## TEXT SHOWN:
Reform synagogue in South Carolina, United States

Temple Beth Elohim is a Reform Jewish synagogue located at 230 Screven Street in Georgetown, South Carolina, in the United States.

== Early history ==
In the early 1760s, Abraham Cohen (1739–1800) and his younger brother Solomon Cohen Sr. (1757–1835), were the first Portuguese Jews (Sephardim) to arrive and settle in Georgetown (Parish) District, South Carolina. Moses Cohen (1709–1762) their father, emigrated to colonial America with a small group of impoverished Portuguese Jews, with eldest son Abraham age ten, circa 1750 from London, England into Charleston. Moses Cohen was the first religious leader of the small congregation of Jews, known as Kahal Kadosh Beth Elohim in Charlestown. They used old established Portuguese Rituals used in Bevis Marks, the place of worship for Sephardim in London.

Abraham Cohen and a small number of (Sephardim) Portuguese Jews "worshipped in each other's homes and also at the Winyah Indigo Society" in Prince George's Parish (Georgetown District). Cohen, the eldest child of Moses Cohen, was a Vendu-master, and he "lived on Prince Street … with Free Peggy (Margaret) McWharter (b. abt. 1745, d. 1806) a Free Person of Color," owned a Blacksmith shop and also served as first United States Postmaster. Abraham Cohen, along with his sister, Esther Cohen Myers, and her husband Mordecai Myers, are buried in Beth Elohim Cemetery, which Cohen "helped to establish in 1772, twenty-eight years before he was laid to rest there". However, the grave marker for younger brother, Solomon Cohen Sr., can be found in Chatham County, Georgia at Laurel Grove Cemetery. Solomon Cohen Jr. (1802–1875), his son, was the first Portuguese Jew born in Georgetown. He became a lawyer and later moved his widowed mother, Bella Moses Cohen, and wife, Miriam Gratz Moses, to Savannah, Georgia, c. 1840, around the time of the so-called "Organ Controversy," involving the installation of a musical organ and music in Kahal Kodosh Beth Elohim, then an Orthodox synagogue in Charleston.

## TASKS FOR THIS EXERCISE:
**1)** Who does the synagogue passage say is buried in Beth Elohim Cemetery?
**2)** Can you duplicate everything in the synagogue passage from "Reform synagogue in" down to "Sephardim in London."?

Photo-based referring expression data
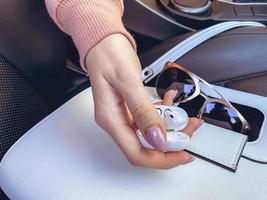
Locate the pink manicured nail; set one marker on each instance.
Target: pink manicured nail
(154, 136)
(201, 123)
(190, 160)
(175, 92)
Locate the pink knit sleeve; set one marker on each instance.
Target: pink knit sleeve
(88, 21)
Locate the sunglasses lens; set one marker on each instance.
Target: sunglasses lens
(175, 79)
(223, 116)
(208, 90)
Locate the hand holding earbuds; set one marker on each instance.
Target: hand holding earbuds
(175, 119)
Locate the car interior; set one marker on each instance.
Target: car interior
(40, 70)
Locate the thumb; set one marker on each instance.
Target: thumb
(144, 112)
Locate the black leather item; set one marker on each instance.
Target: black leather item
(21, 107)
(235, 53)
(34, 44)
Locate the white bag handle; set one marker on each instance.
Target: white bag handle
(188, 44)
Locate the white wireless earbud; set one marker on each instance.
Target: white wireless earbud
(175, 119)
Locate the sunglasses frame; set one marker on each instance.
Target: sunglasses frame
(196, 80)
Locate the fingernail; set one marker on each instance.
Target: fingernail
(154, 136)
(190, 160)
(201, 123)
(175, 92)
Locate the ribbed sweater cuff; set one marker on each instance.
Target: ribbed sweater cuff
(90, 21)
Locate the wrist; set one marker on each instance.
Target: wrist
(112, 56)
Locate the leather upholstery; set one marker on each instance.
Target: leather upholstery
(33, 43)
(235, 53)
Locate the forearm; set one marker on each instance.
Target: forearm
(88, 21)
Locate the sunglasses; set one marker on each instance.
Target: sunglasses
(199, 98)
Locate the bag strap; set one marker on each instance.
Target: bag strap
(190, 43)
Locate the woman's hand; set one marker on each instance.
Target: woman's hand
(121, 102)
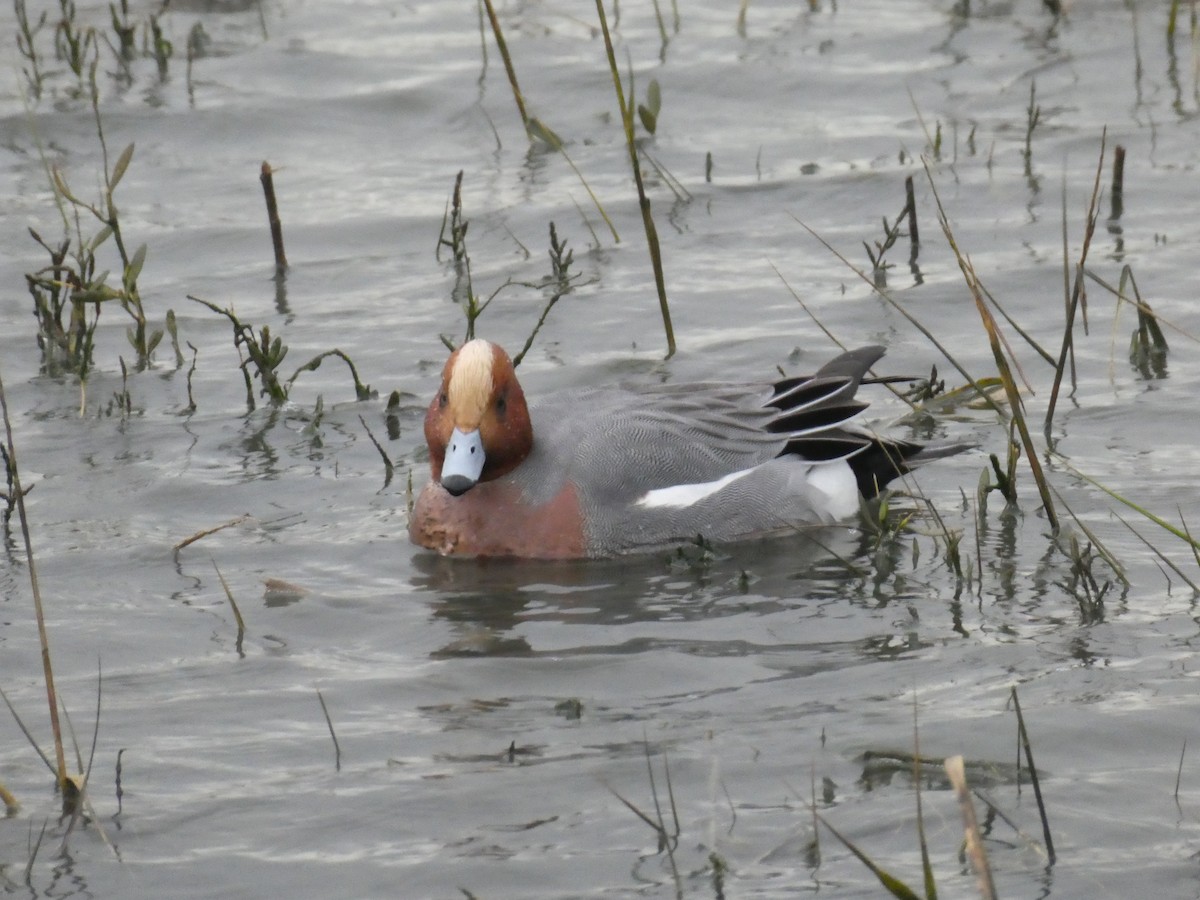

## OUTPUTS IN ORDER:
**1)** Abraham Cohen, Esther Cohen Myers, Mordecai Myers

**2)**
Reform synagogue in South Carolina, United States

Temple Beth Elohim is a Reform Jewish synagogue located at 230 Screven Street in Georgetown, South Carolina, in the United States.

== Early history ==
In the early 1760s, Abraham Cohen (1739–1800) and his younger brother Solomon Cohen Sr. (1757–1835), were the first Portuguese Jews (Sephardim) to arrive and settle in Georgetown (Parish) District, South Carolina. Moses Cohen (1709–1762) their father, emigrated to colonial America with a small group of impoverished Portuguese Jews, with eldest son Abraham age ten, circa 1750 from London, England into Charleston. Moses Cohen was the first religious leader of the small congregation of Jews, known as Kahal Kadosh Beth Elohim in Charlestown. They used old established Portuguese Rituals used in Bevis Marks, the place of worship for Sephardim in London.